Input rows:
--------------------------------
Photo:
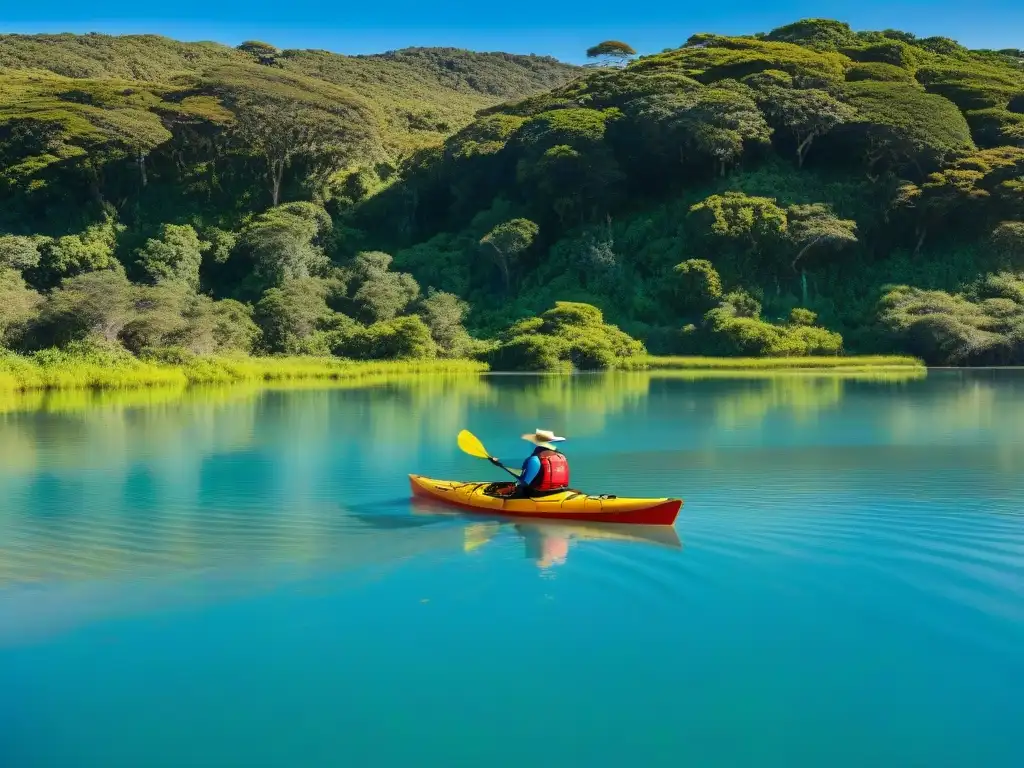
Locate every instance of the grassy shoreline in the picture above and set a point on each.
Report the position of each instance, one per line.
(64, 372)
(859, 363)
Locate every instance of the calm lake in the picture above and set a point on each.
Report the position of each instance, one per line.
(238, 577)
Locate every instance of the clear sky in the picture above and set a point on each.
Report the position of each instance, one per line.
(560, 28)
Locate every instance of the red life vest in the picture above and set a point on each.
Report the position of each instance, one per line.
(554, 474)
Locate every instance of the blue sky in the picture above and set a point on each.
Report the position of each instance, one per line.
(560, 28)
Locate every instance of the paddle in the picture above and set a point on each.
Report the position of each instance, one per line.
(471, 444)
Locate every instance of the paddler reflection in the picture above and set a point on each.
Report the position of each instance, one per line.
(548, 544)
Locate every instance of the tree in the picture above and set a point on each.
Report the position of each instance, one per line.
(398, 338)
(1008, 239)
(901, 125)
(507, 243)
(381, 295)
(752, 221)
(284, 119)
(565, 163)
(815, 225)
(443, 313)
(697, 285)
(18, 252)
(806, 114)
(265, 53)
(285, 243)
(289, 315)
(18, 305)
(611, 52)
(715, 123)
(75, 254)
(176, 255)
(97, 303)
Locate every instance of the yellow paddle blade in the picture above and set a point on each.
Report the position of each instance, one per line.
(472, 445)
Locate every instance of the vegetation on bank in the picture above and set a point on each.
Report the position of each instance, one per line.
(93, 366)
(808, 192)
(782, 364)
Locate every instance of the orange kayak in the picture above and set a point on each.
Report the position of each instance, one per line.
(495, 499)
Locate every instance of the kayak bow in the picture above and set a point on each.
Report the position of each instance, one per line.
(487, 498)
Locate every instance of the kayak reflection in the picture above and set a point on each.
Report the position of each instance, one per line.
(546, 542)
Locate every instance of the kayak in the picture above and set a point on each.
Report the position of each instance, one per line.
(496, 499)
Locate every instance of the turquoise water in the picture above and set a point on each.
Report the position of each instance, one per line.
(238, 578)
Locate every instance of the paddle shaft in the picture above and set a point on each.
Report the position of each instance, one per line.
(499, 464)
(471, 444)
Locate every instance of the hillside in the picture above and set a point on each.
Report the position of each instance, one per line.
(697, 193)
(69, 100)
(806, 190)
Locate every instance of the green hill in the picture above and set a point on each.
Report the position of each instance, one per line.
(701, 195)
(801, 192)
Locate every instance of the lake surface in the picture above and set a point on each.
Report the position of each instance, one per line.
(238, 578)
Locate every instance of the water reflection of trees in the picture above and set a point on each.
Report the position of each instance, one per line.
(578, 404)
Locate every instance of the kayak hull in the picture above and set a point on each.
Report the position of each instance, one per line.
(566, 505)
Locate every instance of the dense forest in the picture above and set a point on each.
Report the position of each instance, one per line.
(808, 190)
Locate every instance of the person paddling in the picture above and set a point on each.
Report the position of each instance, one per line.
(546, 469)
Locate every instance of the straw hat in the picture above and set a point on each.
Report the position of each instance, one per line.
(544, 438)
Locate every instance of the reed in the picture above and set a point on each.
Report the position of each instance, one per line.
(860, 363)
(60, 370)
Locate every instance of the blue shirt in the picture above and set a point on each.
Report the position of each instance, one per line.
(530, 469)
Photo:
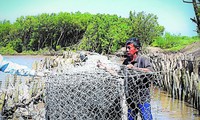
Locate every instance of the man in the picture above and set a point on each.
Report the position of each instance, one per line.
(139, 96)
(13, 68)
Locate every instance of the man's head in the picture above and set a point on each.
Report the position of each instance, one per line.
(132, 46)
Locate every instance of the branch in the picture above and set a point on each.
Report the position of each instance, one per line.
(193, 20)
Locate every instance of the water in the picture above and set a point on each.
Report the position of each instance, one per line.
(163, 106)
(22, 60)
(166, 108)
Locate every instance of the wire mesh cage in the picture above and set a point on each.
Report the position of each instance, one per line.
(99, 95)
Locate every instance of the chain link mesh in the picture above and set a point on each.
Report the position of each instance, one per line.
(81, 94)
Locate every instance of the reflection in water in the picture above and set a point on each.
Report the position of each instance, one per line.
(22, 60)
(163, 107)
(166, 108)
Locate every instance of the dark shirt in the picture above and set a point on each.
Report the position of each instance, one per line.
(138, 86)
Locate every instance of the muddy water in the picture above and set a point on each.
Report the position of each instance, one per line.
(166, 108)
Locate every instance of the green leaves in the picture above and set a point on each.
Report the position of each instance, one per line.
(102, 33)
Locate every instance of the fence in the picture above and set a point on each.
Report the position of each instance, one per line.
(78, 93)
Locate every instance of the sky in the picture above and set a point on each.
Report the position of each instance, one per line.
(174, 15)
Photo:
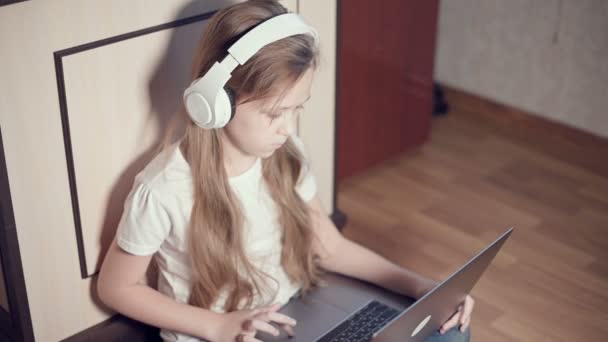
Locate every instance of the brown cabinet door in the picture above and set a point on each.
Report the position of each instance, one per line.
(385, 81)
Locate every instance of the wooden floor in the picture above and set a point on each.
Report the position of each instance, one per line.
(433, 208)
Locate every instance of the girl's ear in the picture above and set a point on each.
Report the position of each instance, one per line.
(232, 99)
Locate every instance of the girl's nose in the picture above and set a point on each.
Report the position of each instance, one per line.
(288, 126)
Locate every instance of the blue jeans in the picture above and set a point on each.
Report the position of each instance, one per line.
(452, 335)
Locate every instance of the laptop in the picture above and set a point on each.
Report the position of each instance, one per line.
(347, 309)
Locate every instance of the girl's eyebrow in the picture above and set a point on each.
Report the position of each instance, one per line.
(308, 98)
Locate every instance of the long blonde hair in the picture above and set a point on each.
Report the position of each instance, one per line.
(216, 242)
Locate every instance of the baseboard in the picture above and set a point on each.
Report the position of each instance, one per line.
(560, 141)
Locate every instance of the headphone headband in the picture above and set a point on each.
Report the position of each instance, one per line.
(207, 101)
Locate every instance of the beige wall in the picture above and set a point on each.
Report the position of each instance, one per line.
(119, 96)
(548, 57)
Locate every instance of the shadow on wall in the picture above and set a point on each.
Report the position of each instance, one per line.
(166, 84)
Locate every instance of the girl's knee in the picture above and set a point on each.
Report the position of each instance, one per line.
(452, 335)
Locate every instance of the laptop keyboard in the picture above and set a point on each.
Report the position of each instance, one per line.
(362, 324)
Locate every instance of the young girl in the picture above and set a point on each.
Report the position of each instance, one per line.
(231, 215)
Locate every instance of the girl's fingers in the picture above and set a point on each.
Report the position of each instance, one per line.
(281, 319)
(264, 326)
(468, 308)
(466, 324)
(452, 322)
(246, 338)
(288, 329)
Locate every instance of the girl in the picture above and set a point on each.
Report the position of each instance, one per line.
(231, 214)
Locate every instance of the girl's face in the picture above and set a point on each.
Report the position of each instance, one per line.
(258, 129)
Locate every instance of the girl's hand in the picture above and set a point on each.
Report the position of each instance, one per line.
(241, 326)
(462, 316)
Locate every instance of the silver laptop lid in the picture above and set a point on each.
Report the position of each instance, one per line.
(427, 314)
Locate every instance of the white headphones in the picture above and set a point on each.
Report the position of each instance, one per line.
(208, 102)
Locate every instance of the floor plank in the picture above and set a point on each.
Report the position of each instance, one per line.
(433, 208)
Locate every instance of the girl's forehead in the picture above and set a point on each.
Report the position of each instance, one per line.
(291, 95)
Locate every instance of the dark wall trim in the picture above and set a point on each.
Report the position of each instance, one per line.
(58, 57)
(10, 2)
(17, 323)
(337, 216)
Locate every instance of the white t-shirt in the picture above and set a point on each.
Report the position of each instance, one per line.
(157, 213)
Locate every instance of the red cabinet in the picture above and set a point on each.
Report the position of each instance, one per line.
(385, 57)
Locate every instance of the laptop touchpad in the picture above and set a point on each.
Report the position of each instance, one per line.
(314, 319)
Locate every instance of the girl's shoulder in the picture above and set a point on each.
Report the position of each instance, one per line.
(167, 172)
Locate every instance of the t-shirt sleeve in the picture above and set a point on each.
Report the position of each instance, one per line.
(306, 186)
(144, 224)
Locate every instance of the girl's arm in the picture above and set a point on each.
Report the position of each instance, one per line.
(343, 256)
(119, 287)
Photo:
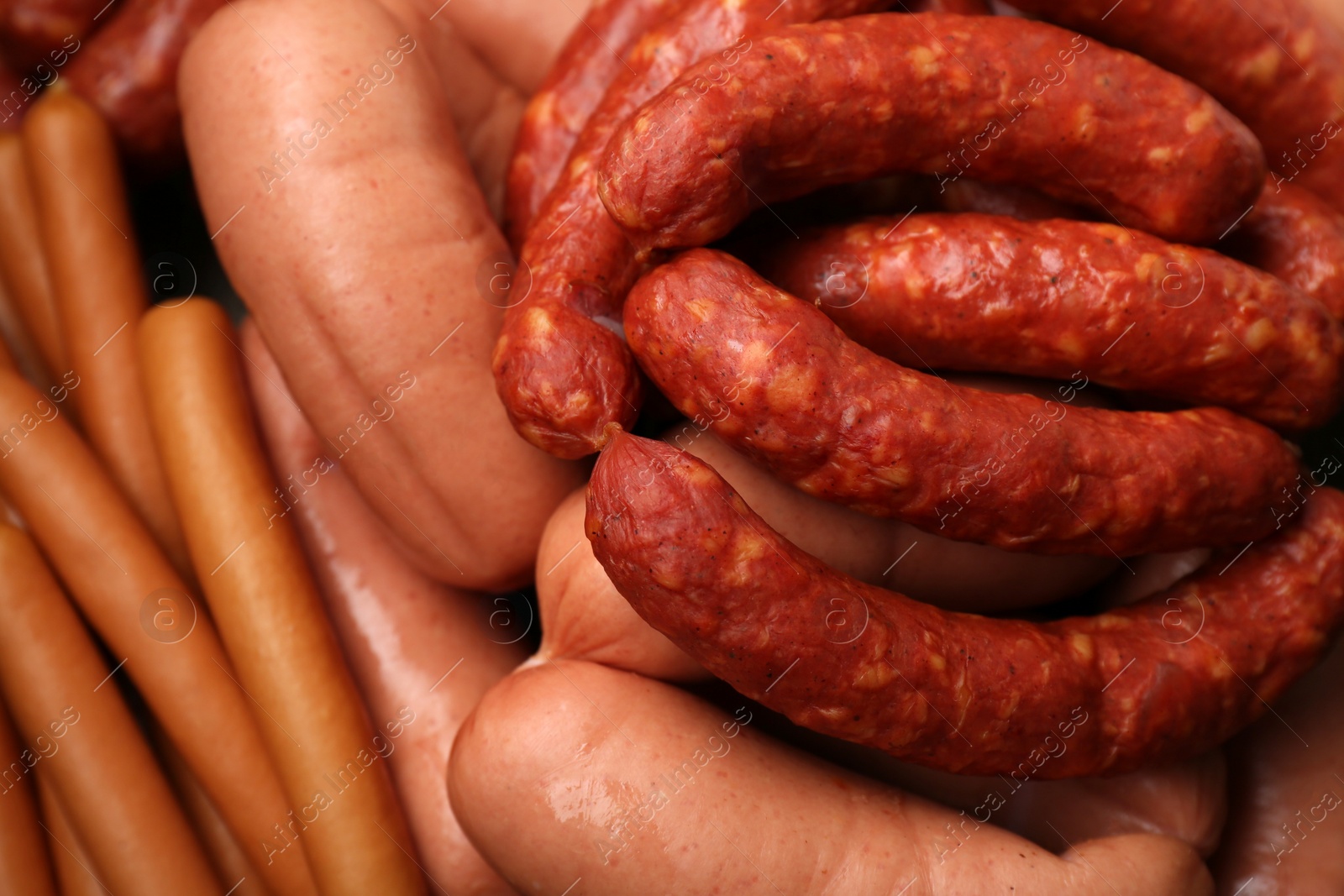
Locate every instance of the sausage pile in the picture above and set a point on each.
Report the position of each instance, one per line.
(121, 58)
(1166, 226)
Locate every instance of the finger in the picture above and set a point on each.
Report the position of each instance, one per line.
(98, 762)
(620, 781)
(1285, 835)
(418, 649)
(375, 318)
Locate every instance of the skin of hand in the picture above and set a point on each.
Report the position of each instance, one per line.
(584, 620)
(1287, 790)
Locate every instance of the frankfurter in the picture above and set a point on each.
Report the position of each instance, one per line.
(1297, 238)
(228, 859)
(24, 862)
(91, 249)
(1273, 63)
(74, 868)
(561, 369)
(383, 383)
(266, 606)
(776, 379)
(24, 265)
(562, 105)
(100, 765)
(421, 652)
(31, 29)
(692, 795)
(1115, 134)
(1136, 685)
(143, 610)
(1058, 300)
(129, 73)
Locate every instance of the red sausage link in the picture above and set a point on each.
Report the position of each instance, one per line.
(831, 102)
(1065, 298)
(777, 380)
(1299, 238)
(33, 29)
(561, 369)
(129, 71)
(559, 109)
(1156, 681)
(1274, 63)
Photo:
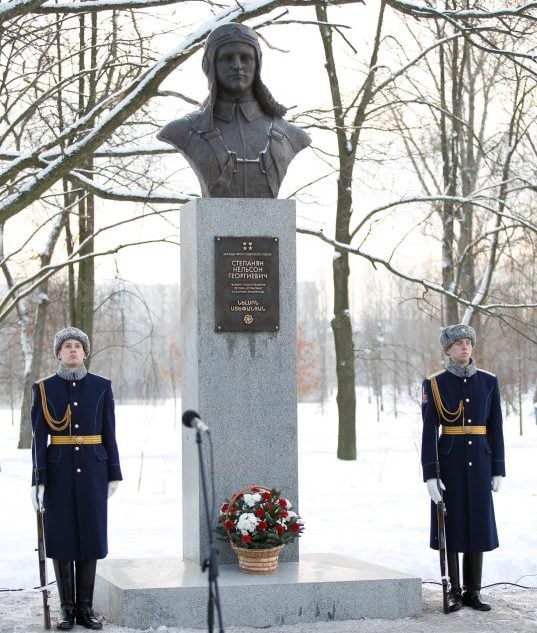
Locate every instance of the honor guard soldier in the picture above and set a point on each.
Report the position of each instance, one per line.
--------------------------------
Task goal:
From the line holding "Locate every instance of the frankfurter" to the last line of the listing, please output each line exactly as it stands. Pictures stay out of the copy.

Complete response:
Locate every instance of the frankfurter in the picture above and set a point on each.
Report the position of each instance, one per line.
(1297, 238)
(228, 859)
(24, 862)
(91, 249)
(1273, 63)
(74, 868)
(561, 369)
(383, 383)
(266, 606)
(776, 379)
(24, 265)
(562, 105)
(100, 765)
(421, 652)
(31, 29)
(692, 795)
(1115, 134)
(1136, 685)
(143, 610)
(1058, 300)
(129, 73)
Locate every instance of the red sausage link in the picture above and set a point on each.
Report the position of each instance, one per line.
(831, 102)
(1065, 298)
(777, 380)
(1299, 238)
(33, 29)
(561, 369)
(129, 71)
(559, 109)
(1156, 681)
(1274, 63)
Photo:
Locate every instance of the honor guard soldier in the picture above and set a point on each.
Report the position of each instance, one per line.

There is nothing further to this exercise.